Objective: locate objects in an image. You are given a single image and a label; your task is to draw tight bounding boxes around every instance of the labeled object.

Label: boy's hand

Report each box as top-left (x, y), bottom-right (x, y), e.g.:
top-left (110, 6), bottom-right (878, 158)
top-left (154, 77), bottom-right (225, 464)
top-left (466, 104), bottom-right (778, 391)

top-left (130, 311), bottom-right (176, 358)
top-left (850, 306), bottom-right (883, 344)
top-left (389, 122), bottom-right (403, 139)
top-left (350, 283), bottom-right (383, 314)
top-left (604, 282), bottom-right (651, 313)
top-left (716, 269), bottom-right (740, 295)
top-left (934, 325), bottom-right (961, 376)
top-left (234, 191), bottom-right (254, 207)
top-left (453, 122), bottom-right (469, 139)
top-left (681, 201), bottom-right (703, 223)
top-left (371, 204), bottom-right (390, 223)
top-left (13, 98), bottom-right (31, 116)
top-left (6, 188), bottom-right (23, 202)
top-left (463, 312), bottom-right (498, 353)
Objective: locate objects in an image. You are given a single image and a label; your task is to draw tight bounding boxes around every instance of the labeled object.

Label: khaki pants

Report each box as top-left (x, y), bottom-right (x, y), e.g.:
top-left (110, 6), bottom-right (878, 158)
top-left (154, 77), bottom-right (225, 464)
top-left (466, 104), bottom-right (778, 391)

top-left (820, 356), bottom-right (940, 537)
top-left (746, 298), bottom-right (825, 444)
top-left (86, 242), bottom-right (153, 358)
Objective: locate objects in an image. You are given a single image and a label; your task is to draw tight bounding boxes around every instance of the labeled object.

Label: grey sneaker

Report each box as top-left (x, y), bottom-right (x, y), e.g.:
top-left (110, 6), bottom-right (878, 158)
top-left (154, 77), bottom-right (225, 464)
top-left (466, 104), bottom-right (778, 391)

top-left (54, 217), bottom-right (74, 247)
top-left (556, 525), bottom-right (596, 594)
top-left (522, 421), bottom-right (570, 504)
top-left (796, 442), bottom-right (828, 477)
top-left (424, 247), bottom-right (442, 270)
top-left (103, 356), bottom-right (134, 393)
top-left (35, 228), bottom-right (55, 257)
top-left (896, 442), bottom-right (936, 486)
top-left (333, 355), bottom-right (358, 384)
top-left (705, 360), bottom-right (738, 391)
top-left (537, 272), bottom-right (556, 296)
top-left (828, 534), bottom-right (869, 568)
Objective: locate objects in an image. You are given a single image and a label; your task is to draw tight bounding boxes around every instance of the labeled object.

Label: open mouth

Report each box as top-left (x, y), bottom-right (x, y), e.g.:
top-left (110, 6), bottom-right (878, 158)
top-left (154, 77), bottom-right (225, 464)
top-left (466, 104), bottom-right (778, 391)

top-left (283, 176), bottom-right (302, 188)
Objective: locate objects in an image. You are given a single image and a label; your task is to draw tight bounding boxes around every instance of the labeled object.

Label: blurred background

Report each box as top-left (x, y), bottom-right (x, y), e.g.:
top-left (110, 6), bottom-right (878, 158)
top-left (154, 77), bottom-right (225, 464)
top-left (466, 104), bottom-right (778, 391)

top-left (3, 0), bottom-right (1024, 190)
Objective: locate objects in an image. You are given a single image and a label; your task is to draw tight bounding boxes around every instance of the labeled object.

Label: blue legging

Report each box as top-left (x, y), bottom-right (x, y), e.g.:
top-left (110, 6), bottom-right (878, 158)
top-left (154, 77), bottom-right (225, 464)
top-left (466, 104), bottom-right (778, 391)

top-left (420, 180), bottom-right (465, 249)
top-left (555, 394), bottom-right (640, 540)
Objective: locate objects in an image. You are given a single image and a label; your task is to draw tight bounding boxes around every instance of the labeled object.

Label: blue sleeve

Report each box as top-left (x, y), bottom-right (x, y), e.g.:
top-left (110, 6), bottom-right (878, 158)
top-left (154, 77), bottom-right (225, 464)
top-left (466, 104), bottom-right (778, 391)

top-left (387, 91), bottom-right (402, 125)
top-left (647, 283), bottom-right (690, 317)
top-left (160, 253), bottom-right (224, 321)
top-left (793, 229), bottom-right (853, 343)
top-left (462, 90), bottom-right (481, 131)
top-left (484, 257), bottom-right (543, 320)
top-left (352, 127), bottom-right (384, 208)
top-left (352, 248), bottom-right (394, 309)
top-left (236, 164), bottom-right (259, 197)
_ _ _
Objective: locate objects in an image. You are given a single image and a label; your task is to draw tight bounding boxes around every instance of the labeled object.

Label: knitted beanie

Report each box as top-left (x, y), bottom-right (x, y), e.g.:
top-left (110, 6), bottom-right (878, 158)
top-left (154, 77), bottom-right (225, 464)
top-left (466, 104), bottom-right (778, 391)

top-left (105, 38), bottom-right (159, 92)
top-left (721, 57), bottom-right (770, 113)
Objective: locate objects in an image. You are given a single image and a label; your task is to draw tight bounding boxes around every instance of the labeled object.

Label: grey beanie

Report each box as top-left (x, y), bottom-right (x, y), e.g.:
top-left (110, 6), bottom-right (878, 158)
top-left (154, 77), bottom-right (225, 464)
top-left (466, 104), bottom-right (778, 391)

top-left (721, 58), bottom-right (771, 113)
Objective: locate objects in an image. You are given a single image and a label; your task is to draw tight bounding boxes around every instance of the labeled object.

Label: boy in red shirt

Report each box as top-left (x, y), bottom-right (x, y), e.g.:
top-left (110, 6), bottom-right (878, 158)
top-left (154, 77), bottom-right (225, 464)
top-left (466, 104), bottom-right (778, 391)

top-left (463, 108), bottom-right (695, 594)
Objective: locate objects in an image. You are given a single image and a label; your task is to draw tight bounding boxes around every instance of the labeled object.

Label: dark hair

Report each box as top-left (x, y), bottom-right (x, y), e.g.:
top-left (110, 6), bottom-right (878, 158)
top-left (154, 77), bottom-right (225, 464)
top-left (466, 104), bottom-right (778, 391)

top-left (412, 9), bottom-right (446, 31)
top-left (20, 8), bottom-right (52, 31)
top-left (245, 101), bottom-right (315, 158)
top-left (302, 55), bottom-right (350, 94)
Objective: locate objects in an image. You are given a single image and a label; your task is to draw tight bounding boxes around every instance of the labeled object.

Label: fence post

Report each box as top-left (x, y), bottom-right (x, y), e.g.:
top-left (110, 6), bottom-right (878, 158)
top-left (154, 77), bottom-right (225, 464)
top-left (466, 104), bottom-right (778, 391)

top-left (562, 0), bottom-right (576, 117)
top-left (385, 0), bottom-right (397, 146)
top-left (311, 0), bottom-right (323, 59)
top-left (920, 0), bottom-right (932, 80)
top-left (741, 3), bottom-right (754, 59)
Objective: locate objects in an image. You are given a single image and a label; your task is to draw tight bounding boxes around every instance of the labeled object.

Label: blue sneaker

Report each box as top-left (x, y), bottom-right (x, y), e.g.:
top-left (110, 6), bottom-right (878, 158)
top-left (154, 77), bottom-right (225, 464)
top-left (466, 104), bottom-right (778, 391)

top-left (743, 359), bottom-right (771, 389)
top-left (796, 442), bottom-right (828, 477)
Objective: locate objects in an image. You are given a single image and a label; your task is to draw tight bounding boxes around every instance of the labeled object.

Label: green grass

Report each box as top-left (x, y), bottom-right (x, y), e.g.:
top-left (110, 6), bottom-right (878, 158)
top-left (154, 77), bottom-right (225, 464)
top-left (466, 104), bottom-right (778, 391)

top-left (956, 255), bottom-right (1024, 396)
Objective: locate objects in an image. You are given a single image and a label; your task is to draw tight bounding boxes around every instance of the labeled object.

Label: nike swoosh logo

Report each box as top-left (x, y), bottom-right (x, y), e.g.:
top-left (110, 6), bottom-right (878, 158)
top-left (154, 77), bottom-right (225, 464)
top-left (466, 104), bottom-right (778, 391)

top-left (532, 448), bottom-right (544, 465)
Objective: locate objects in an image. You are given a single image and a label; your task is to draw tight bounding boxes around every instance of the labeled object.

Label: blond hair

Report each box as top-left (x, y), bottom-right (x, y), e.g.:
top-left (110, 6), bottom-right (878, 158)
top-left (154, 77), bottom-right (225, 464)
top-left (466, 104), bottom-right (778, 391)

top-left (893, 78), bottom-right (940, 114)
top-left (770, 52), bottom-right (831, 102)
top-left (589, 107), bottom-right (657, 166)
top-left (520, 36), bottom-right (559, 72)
_ _ _
WHAT IS BEING ASKED >> Every line in the entries that contains the word "sneaker" should be counted, and the total stated alone.

RESPONSE TO THIS EXERCISE >> 2